+++ The data +++
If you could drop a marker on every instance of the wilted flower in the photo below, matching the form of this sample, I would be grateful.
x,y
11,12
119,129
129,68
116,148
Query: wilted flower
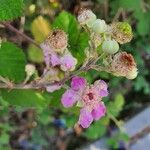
x,y
68,62
96,38
58,40
86,17
123,64
110,46
88,98
121,32
53,58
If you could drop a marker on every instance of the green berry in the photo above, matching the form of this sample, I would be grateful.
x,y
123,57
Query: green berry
x,y
99,26
110,46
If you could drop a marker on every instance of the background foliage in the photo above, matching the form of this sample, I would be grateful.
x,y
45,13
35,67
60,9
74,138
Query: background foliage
x,y
38,116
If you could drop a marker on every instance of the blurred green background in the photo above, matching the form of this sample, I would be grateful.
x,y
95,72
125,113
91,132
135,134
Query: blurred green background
x,y
51,127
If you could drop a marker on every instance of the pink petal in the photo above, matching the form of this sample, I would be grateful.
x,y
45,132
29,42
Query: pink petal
x,y
99,111
85,118
68,62
53,88
47,51
101,88
78,83
69,98
55,60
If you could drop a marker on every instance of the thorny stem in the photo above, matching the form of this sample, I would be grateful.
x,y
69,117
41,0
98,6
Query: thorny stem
x,y
13,29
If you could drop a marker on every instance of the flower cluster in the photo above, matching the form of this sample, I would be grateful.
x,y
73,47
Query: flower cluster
x,y
88,97
56,52
123,64
108,38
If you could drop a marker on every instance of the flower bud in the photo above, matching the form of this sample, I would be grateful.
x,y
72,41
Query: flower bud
x,y
132,74
99,26
30,69
58,41
86,17
96,38
68,62
121,32
123,64
110,46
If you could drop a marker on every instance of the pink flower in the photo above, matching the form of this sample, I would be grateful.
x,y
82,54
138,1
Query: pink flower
x,y
52,88
52,58
88,98
68,62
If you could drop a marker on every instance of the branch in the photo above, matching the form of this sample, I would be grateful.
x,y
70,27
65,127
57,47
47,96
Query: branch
x,y
39,85
10,27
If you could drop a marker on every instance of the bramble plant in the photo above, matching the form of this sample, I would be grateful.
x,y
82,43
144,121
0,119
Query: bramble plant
x,y
102,53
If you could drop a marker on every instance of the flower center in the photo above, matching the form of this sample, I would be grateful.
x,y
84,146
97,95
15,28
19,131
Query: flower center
x,y
90,95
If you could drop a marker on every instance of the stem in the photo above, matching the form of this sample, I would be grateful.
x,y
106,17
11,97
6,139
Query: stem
x,y
10,27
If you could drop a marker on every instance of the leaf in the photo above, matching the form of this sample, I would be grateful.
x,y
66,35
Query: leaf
x,y
40,29
78,41
25,98
35,54
95,131
12,62
10,9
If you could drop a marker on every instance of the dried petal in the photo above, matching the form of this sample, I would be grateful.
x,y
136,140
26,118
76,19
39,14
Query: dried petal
x,y
121,32
123,64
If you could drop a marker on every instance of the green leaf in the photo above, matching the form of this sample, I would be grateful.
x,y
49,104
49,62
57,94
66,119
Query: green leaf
x,y
25,98
40,29
10,9
12,62
78,41
95,131
35,54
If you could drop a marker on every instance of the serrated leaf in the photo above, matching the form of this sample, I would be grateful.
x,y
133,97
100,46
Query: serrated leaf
x,y
40,29
78,41
35,54
24,98
10,9
12,62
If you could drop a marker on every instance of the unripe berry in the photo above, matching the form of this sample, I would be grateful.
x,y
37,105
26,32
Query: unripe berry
x,y
132,74
110,46
86,17
58,40
99,26
121,32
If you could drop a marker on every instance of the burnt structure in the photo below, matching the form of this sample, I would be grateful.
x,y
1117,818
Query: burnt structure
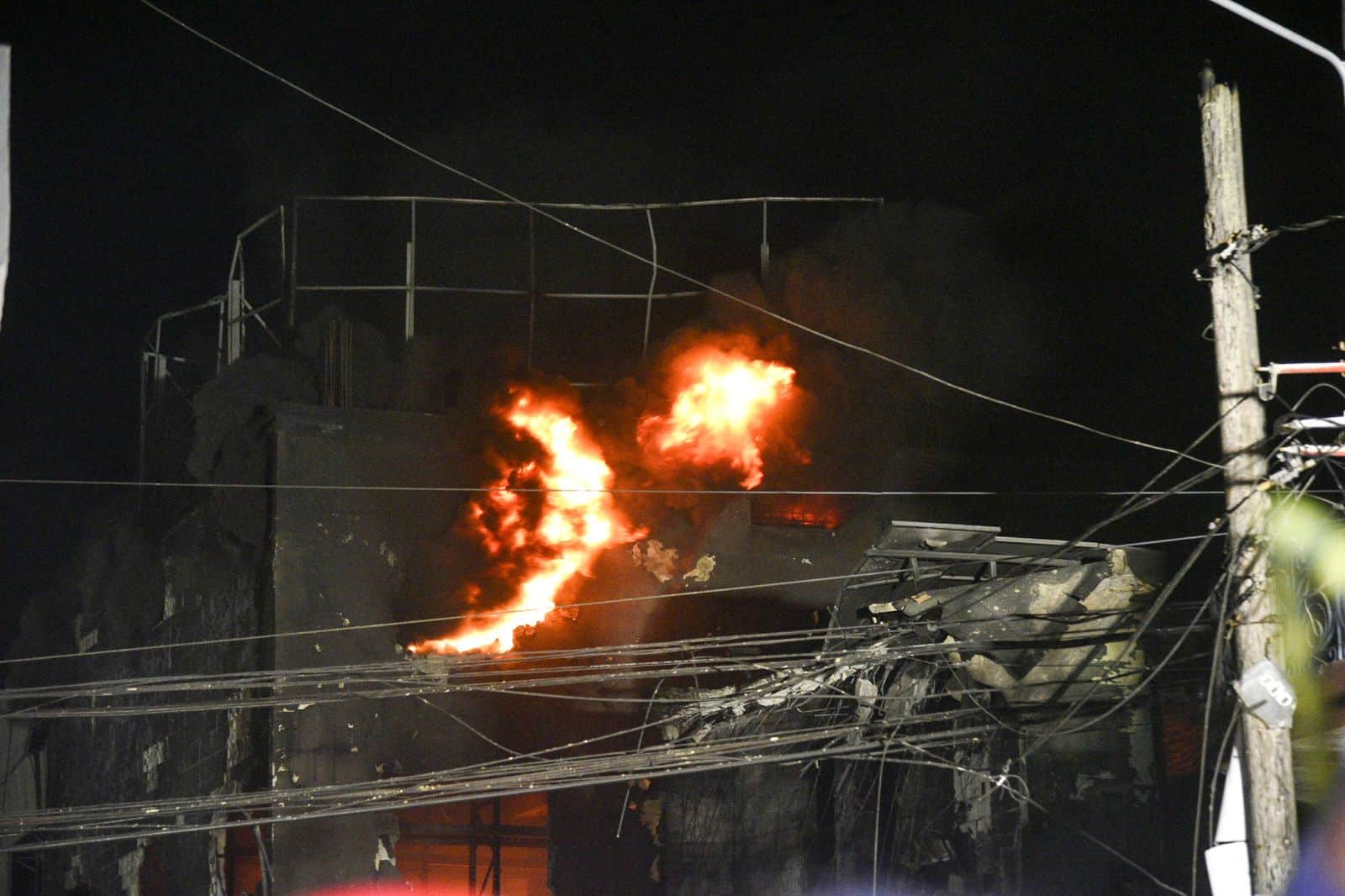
x,y
296,387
+++
[Work to complete] Give the preceding data back exactly, minus every picture.

[Solution to this task]
If you could drop a marker on every instance of the wilted flower in the photo below, matching the form of this sample, I would be grateful.
x,y
11,12
119,129
129,68
116,148
Query: wilted flower
x,y
68,62
96,38
58,40
86,17
123,64
110,46
88,98
121,32
53,58
If you could drop a marker on every instance of the green berry in the photo above, matching the form of this sample, I would be grateful.
x,y
123,57
Query: green berry
x,y
99,26
110,46
If you could drop a marker on every instance of the background foliage in the photo above, matching the form of this sample, I would be grateful.
x,y
45,13
35,67
60,9
74,138
Query: background foliage
x,y
38,116
If you could drop a marker on every instance of the blurred green background in the photo above, matching the form of this sample, I would be grateful.
x,y
95,72
125,113
91,132
135,134
Query: blurred green background
x,y
51,127
If you could drop a marker on every instance of the pink petal in the photo above, matching the form of this sample, I would be grateful.
x,y
45,132
29,42
Query: pink petal
x,y
99,111
85,118
68,62
53,88
47,51
101,88
78,83
69,98
55,60
If you could drop a marker on every instance of the thorny stem in the photo above, matching the form of this sample, I would be grateful.
x,y
69,117
41,0
98,6
Query: thorny stem
x,y
13,29
If you could drop a marker on every instance of the flower cluster in the photo above, matching the form of this sample, I would be grateful.
x,y
73,47
Query: flower cluster
x,y
88,97
56,52
123,64
108,38
If you could drop a marker on every instance of the flower bud in the photo above, matching the form of this sample, I would be grateful.
x,y
72,41
Query: flower bud
x,y
132,74
99,26
30,69
58,41
86,17
96,38
68,62
121,32
123,64
110,46
If you could drop a marker on every instance of the pink flower in the photo above, matching the form of this sample, I would be grateful.
x,y
82,54
138,1
Query: pink flower
x,y
52,88
52,58
88,98
68,62
If you could drop a marker on every instance of the branch in the photo above, matching the form of this sample, I would be grateful.
x,y
70,27
65,127
57,47
47,96
Query: branch
x,y
39,85
10,27
If you could drop a marker on every instance of the bramble plant in the photo above, matching the form of this sample, I would be grateful.
x,y
82,43
144,121
0,119
Query: bramble plant
x,y
102,53
If you could drop a marker on every instance of the flower center in the photo above, matching the form of this sample, I would be grateful.
x,y
84,146
97,95
15,28
19,131
Query: flower center
x,y
90,95
If you could drop a marker on every instance of the stem in the photo above, matching the form of this sample, I would be grateful.
x,y
106,17
11,97
6,139
Query: stem
x,y
10,27
If you could drop a marker on every instance of the leaf in the photo above, matching the form of this sample, I would be grateful.
x,y
66,35
Query: leaf
x,y
40,29
78,41
25,98
35,54
95,131
12,62
10,9
If you could drop a marker on every instance of the dried petal in the photo above, matching the form of this sample, I would be grateful.
x,y
136,140
26,118
76,19
39,14
Query: dried petal
x,y
121,32
123,64
If you could drop a marker on every instance of the green leaf in the photo above, matching the form of this sample, I would be grateful.
x,y
49,104
49,62
57,94
66,119
Query: green leaf
x,y
25,98
40,29
10,9
12,62
78,41
95,131
35,54
If you could drop a marker on every instance of the serrated leaf in the photo above, matching the form of this sample, I would be grateful.
x,y
133,97
100,46
Query: serrated leaf
x,y
40,29
78,41
35,54
24,98
10,9
12,62
If you could drop a marker on every instance of the unripe berry in the photo above, matching the form of this sample, I would be grateful.
x,y
37,105
26,32
Query: unripe berry
x,y
132,74
110,46
86,17
58,40
99,26
121,32
If you could drop a marker on every instance of the burnt structure in the photo below, matching the form of this sample, I would be grateful.
x,y
1117,818
Query: burnt structure
x,y
296,387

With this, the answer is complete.